Extracted records>
=-=-=
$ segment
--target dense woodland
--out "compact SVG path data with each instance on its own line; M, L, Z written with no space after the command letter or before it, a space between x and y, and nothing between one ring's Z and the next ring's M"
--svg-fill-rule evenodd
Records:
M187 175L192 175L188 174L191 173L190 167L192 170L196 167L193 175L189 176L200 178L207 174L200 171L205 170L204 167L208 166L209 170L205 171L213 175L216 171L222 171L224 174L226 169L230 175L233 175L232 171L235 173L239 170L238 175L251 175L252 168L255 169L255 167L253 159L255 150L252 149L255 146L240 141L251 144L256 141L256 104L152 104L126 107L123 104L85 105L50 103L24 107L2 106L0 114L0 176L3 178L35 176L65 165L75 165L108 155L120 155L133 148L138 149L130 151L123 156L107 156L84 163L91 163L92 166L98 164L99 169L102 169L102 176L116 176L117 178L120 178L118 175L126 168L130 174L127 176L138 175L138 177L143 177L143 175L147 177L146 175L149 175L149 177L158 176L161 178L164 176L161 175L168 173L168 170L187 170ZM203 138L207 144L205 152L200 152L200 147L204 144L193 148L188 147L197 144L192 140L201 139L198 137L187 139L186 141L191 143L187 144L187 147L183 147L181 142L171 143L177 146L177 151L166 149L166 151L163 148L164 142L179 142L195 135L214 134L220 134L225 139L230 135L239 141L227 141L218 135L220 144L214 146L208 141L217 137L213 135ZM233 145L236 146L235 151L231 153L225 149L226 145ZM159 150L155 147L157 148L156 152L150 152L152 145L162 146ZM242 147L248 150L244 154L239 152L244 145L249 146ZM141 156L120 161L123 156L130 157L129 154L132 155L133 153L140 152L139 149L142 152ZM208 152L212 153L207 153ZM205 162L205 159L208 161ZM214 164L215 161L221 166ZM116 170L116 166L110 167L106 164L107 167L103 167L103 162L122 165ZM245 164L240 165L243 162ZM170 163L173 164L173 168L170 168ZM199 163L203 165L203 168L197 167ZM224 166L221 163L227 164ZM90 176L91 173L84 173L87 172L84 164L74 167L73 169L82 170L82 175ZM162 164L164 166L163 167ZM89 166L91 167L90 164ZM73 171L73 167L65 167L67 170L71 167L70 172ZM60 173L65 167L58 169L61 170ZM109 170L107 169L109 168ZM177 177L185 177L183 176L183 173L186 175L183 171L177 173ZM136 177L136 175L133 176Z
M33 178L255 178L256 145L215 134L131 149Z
=-=-=
Exercise>
Can you convert each line of the entries above into a row of a Markdown table with the columns Row and Line, numbering the rows in order and leaving out blank lines?

Solved exercise>
| Row | Line |
|---|---|
| 1 | $ segment |
| 2 | --target dense woodland |
| 3 | --out "compact SVG path data with each instance on its own line; M, L, Z written with no space after the command letter or before it, a space between x and y, and nothing between one ring's Z and the next ring's M" |
| 4 | --svg-fill-rule evenodd |
| 5 | Records: |
| 6 | M187 175L192 175L188 174L191 173L190 167L192 170L196 167L193 175L189 176L200 178L207 174L200 171L205 170L204 167L208 166L209 170L205 171L213 175L216 171L222 171L224 174L226 169L230 175L233 175L232 171L235 173L239 170L238 175L251 175L252 168L255 169L255 167L253 159L255 150L252 149L255 146L240 141L251 144L256 141L256 104L152 104L126 107L123 104L85 105L50 103L24 107L2 106L0 114L0 176L3 178L35 176L65 165L75 165L108 155L120 155L133 148L138 149L130 151L123 156L107 156L84 163L91 163L92 166L98 164L99 169L102 169L102 176L116 176L117 178L120 178L118 175L126 168L130 174L127 176L138 175L138 177L143 177L143 175L147 177L146 175L149 175L149 177L158 176L161 178L164 176L161 175L168 173L168 170L187 170ZM203 138L207 144L205 152L200 152L200 147L204 144L193 148L188 147L197 144L192 140L201 139L198 137L187 139L186 141L191 143L187 144L187 147L183 147L181 142L171 143L177 146L177 151L166 149L166 151L163 148L164 142L179 142L195 135L214 134L220 134L225 139L230 135L239 141L227 141L218 135L220 144L214 146L208 141L217 137L213 135ZM233 145L236 146L235 151L231 153L225 149L226 145ZM159 150L155 147L157 148L156 152L150 152L152 145L162 146ZM242 147L248 150L244 154L239 152L244 145L249 146ZM141 156L120 161L123 156L130 157L129 154L132 155L133 153L140 152L139 149L142 152ZM208 152L212 153L207 153ZM205 162L205 159L208 161ZM214 164L215 161L221 166ZM116 170L116 166L110 167L106 164L107 167L103 167L103 162L122 165ZM245 164L240 165L243 162ZM170 163L173 164L173 168L170 168ZM199 163L203 165L203 168L197 167ZM224 166L221 163L227 164ZM90 176L91 173L84 173L87 172L84 164L74 167L73 169L82 170L82 175ZM162 164L164 166L163 167ZM89 166L91 167L90 164ZM73 171L73 167L65 167L67 170L71 167L70 172ZM60 173L65 167L58 169L61 170ZM109 170L107 169L109 168ZM177 177L185 177L183 176L183 173L186 175L183 171L177 173ZM136 177L136 175L133 176Z |
| 7 | M33 178L255 178L256 145L215 134L131 149Z |